PÓS-MODERNIDADE E HIPERMODERNIDADE: A ETERNA BUSCA PELO HUMANO...
Por Alacir Arruda
Tenho sido muito cobrado por
alguns alunos e amigos a respeito do que pensa um sociólogo a respeito da
pós-modernidade. Sempre digo a eles que
isso se resume a rótulos e que a única
coisa perene quanto a existência humana e o progresso. Se é positivo ou
negativo, isso depende de como o encaramos.
Em face disso resolvi escrever esse artigo onde busco relacionar os fenômenos
que caracterizam esse momento.
O lenhador, assim como o caçador,
é um matador de seres vivos, um destruidor da própria base de subsistência
(...) A metáfora ideal para o pós da hipermodernidade é a do lavrador e não a
da racionalidade do jardineiro
As metáforas do caçador e a do
jardineiro têm sido utilizadas por muitos pensadores para caracterizar as
grandes transformações no comportamento da humanidade. A primeira, sempre
aparece associada à pré-modernidade e, a segunda, vinculada à modernidade. Daí
em diante, as características do moderno se embaralham e, mesmo discordando das
terminologias em suas conceituações os estudiosos do assunto tendem a recorrer
novamente à metáfora do caçador para representar os tempos atuais.
O caçador simboliza aquele
indivíduo competitivo, predador nômade, incapaz de dar qualquer importância à
reposição do que abate. Para ele, caso a caça se esgote, cabe-lhe apenas mudar
para outro lugar. Não esboça qualquer preocupação se os demais têm o que comer.
Por outro lado, a figura do jardineiro decalca aquela pessoa que, por meio da
racionalidade, é vista como atenta à separação das ervas daninhas na estrutura
social, de modo a privilegiar o bem-estar da sociedade.
Olhando assim, apenas para essas
duas metáfora, não há dúvida de que entre elas a que mais se adequa ao que
estamos vivendo é a do caçador. Mas antes de definirmos a metáfora, caberia
melhorarmos a compreensão do que realmente estamos vivendo. Na falta de uma
melhor conceituação, muitos dizem que chegamos à pós-modernidade. Mas como, se
ainda prevalece a ordem do cientificismo, do individualismo, do imediatismo e
da mercantilização da vida, que marcou a modernidade?
Não houve ainda uma ruptura que
alterasse a base dos fundamentos da modernidade. O máximo que se poderia dizer
é que houve uma exacerbação do uso livre da razão a ponto de colocar a
modernidade em situação de risco, em estágio elevado de esgotamento. A rigor,
estar à beira do abismo não significa ainda descontinuidade. Na tentativa de
encontrar um contorno para o que está acontecendo no mundo, alguns pensadores
que recusam a expressão pós-modernidade vêm criando novos conceitos para a
crise de sociabilidade.

INSTRUÇÃO 1 :: Liste os traços da modernidade que, segundo o artigo sobre pós-modernidade e hipermodernidade, ainda prevalecem.
INSTRUÇÃO 2 :: No artigo sobre pós-modernidade e hipermodernidade, a que período costuma aparecer associada a metáfora do caçador?
INSTRUÇÃO 3 :: Prossiga com o artigo sobre pós-modernidade e hipermodernidade a partir da última frase apresentada.

ENTRADAS ::
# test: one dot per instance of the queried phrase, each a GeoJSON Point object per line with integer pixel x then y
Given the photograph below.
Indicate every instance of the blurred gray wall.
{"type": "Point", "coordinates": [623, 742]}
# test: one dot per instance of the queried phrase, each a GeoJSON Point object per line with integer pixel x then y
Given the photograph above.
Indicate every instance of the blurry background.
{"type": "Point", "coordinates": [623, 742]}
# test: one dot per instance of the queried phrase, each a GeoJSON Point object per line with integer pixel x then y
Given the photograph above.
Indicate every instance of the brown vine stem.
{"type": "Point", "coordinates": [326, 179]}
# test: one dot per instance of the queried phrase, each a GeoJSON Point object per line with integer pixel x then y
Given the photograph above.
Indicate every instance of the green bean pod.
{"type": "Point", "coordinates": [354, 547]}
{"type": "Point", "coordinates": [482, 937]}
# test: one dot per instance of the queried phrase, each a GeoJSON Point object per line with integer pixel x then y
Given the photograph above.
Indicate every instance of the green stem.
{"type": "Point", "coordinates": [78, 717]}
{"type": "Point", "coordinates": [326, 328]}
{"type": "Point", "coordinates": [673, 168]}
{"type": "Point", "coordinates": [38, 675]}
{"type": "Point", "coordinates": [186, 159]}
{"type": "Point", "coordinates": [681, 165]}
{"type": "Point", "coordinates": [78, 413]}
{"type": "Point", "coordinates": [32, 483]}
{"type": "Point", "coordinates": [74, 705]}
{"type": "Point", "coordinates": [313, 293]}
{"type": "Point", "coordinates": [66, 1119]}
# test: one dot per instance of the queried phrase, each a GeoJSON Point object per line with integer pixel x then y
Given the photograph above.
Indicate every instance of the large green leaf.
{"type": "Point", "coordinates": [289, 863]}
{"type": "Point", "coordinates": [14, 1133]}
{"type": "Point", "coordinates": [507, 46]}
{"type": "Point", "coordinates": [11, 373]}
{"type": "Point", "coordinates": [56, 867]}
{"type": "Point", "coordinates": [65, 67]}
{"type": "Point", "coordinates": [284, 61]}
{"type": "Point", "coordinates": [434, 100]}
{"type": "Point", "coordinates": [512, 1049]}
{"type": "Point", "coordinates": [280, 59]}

RESPOSTA 1 :: cientificismo, individualismo, imediatismo e mercantilização da vida

RESPOSTA 2 :: À pré-modernidade.

RESPOSTA 3 ::
O sociólogo polonês, Zygmunt
Bauman, criou a "modernidade líquida", como tradução do fim da perspectiva
de longo prazo, do descolamento do poder dos espaços tradicionais da política
para zonas sociais difusas, do fortalecimento do sistema de insegurança social,
da competição aética e do individualismo inconsequente. Bauman é um dos que
usam a metáfora do caçador para ilustrar o comportamento agressivo de uma
sociedade impulsionada pela economia do consumismo.
As reflexões de Bauman têm sido
de grande valor para o desvendar do imbróglio em que se meteram os ideais
etnocentristas formuladores da modernidade. Ajudam a criar paralelos e a
mostrar que apesar de magnífico em suas intenções, o Iluminismo foi traído pela
incapacidade de ouvir o outro e de considerar os saberes deixados fora do
escopo da sua brilhante racionalidade. Acho que "modernidade líquida"
diz pouco da cultura do excesso, da insaciabilidade e do imediatismo.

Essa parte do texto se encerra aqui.